> **Exercise**
Repeat the records below in their entirety, exactly.

> **Task inputs**
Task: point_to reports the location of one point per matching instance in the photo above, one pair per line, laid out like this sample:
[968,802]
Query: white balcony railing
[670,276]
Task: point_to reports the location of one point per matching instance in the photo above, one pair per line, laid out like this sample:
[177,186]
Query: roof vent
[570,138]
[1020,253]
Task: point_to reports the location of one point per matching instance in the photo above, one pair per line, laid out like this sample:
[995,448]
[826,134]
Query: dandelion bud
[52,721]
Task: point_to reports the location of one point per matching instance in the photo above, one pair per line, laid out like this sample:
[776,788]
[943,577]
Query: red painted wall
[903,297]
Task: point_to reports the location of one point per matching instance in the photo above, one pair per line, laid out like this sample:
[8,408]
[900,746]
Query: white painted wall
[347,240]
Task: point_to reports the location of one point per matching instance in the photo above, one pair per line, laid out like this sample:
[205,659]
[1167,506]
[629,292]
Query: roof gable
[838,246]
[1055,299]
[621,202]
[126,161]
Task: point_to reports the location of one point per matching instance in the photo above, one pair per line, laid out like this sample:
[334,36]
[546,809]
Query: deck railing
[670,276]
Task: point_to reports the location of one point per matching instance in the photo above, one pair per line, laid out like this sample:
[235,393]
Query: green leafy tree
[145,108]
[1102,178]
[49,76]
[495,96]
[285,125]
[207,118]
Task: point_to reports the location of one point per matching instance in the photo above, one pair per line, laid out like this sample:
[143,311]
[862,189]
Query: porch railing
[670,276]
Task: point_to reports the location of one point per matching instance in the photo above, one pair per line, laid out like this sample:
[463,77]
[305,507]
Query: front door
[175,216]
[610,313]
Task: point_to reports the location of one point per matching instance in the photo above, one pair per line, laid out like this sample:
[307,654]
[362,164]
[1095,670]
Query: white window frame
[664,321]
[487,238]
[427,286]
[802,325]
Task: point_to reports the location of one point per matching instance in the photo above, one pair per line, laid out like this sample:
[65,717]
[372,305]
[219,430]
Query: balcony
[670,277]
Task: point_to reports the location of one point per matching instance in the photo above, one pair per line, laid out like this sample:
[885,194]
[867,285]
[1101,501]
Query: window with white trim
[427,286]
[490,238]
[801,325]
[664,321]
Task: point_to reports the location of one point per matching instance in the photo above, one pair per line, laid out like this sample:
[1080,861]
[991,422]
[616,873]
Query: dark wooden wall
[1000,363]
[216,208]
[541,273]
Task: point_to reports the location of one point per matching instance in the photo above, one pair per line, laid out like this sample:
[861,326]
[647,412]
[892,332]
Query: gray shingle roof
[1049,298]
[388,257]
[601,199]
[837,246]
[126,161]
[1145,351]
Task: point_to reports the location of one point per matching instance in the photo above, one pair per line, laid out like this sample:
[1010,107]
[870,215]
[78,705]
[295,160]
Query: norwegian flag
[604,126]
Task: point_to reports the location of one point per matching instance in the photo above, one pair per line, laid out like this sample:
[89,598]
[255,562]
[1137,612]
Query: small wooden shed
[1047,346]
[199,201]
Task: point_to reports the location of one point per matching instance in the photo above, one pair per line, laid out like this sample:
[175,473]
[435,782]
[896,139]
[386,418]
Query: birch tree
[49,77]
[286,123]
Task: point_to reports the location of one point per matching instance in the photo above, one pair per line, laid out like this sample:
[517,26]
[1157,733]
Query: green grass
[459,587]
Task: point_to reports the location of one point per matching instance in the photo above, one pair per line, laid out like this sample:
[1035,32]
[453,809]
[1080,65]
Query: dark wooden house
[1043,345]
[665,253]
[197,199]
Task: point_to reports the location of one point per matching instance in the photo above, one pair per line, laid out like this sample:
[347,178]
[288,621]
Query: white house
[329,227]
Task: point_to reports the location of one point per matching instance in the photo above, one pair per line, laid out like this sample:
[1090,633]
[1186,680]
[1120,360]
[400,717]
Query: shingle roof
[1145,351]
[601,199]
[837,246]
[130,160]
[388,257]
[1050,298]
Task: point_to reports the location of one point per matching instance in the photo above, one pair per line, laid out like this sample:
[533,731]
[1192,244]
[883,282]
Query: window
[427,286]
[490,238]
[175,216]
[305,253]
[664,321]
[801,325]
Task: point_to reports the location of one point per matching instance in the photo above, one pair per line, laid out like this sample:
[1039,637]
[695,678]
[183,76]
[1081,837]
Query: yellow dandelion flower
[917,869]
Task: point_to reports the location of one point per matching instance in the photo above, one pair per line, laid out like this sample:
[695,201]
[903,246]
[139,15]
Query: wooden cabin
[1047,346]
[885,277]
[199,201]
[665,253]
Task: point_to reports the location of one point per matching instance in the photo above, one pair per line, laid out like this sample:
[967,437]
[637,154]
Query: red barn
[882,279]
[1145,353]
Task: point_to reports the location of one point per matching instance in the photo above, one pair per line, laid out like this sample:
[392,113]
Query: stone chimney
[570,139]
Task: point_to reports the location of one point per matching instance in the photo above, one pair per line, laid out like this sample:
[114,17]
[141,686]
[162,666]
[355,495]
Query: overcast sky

> **Result**
Task: point_to reports the location of one point per matching instance in the photo above, one pair per line, laid out like this sample:
[968,802]
Query: white balcony railing
[670,276]
Task: point_to reports the location of one point per matching instance in the photo above, one pair per line, laid out like this sample:
[177,186]
Query: roof vent
[570,138]
[1020,253]
Task: point_to reports the location of one point per matching instance in the photo above, one pair per line, laid out like this sample:
[995,448]
[826,134]
Query: dandelion bud
[52,721]
Task: point_to reports the location of one point per matching instance in the photo above, one pair per line, laid out like this sample:
[776,788]
[943,577]
Query: red painted wall
[903,297]
Task: point_to reports the location of one point per matching instance in the photo above, one pair per line, laid out like this sample:
[8,408]
[900,746]
Query: white painted wall
[347,240]
Task: point_to reports the location of one point per matching instance in the photo above, one pair per line, laid out like this sample:
[205,659]
[1167,506]
[629,292]
Query: roof gable
[838,246]
[1055,299]
[621,202]
[126,161]
Task: point_to reports the location of one point per matching instance in the photo above, one pair per line, laid out like this sample:
[334,36]
[546,809]
Query: deck railing
[670,276]
Task: point_to reports the location of one point per matching instance in the photo above, one pair per line, laid out like this sample:
[235,393]
Query: green leafy tree
[145,108]
[1102,178]
[49,76]
[495,96]
[285,125]
[207,118]
Task: point_to reports the location of one point per matching instance in the photo above, one pair per line, laid out like this sample:
[143,311]
[862,189]
Query: porch railing
[670,276]
Task: point_to reports the location of one point per matching instance in the photo above, one pair per line, laid out like this sample:
[463,77]
[305,507]
Query: front door
[175,216]
[610,313]
Task: point_to reports the location of one point per matching instance in the photo above, one pair per line, laid out like this sample:
[307,654]
[362,164]
[1095,670]
Query: white window frame
[664,321]
[487,238]
[427,286]
[802,325]
Task: point_to reports the location of one point per matching instance in the photo above, one pair per line, laid out like this sample:
[65,717]
[372,305]
[219,430]
Query: balcony
[670,277]
Task: point_to reports the location of one point per matching instance in the photo above, one pair per line, laid out like this sample:
[885,194]
[867,285]
[1101,501]
Query: window with white trim
[427,286]
[490,238]
[801,325]
[664,321]
Task: point_to reports the location of one point per matching instance in the photo above, one pair per line, laid out like this sample:
[1080,861]
[991,422]
[616,873]
Query: dark wooden wall
[1000,363]
[216,208]
[541,273]
Task: point_to reports the location of one point per matching instance in the photo above, one pair per line, laid out like this sample:
[861,326]
[647,412]
[892,332]
Query: gray shingle roof
[1049,298]
[388,257]
[601,199]
[837,246]
[126,161]
[1145,351]
Task: point_to reports the location of one point per matching instance in the photo above, one pair per line, laid out like this sample:
[1010,107]
[870,215]
[78,705]
[295,160]
Query: norwegian flag
[604,126]
Task: point_to reports the location of one point per matching instance in the photo above, one pair per line, laid out like this sample:
[89,598]
[255,562]
[1137,612]
Query: small wooden shed
[1047,346]
[199,201]
Task: point_to reports the location of one point per matching instance in the photo above, one pair per line, laid out like this sample:
[175,473]
[435,782]
[896,139]
[386,418]
Query: birch tree
[49,77]
[286,123]
Task: point_to reports the location of one point per matching instance in the photo above, one pair per line, laid out like this sample:
[517,26]
[1157,733]
Query: green grass
[459,587]
Task: point_to reports the location of one point per matching instance in the photo above, one pair per line, laid out like this sample:
[1035,32]
[453,809]
[1080,65]
Query: dark wooden house
[1043,345]
[665,253]
[197,199]
Task: point_to reports the location of one point per matching instance in the photo above, one pair per line, laid out like this sample:
[347,178]
[288,621]
Query: white house
[329,227]
Task: point_to reports the location of one point per matching instance in the photo above, one pair per line, laid out like this sample:
[1090,633]
[1186,680]
[1120,360]
[400,717]
Query: shingle roof
[1145,351]
[601,199]
[837,246]
[130,160]
[388,257]
[1050,298]
Task: point_to reports the location of one point per matching instance in the photo above, one pair per line, laid out like this sample:
[533,731]
[1192,244]
[883,282]
Query: window
[427,286]
[490,238]
[175,216]
[305,253]
[664,321]
[801,325]
Task: point_to reports the location of one point per matching instance in the photo above, one pair per line, laid out like this sample:
[1039,637]
[695,678]
[183,76]
[1081,837]
Query: yellow dandelion flower
[917,869]
Task: point_to reports the location of one point per matching instance in the photo above, one pair per line, laid out like this sample:
[695,201]
[903,246]
[139,15]
Query: wooden cabin
[1047,346]
[885,277]
[199,201]
[665,253]
Task: point_to reports the location of one point per matching instance in the photo above, one pair per line, laid out like this sample:
[967,437]
[637,154]
Query: red barn
[882,279]
[1145,353]
Task: point_to reports the location of one point per matching instance in the photo above, one pair per line, laid out like this sample:
[392,113]
Query: stone chimney
[570,139]
Task: point_to reports the location of one point per matching instance in the photo above, one pair per line, laid out like this sample:
[114,17]
[141,686]
[162,666]
[355,495]
Query: overcast sky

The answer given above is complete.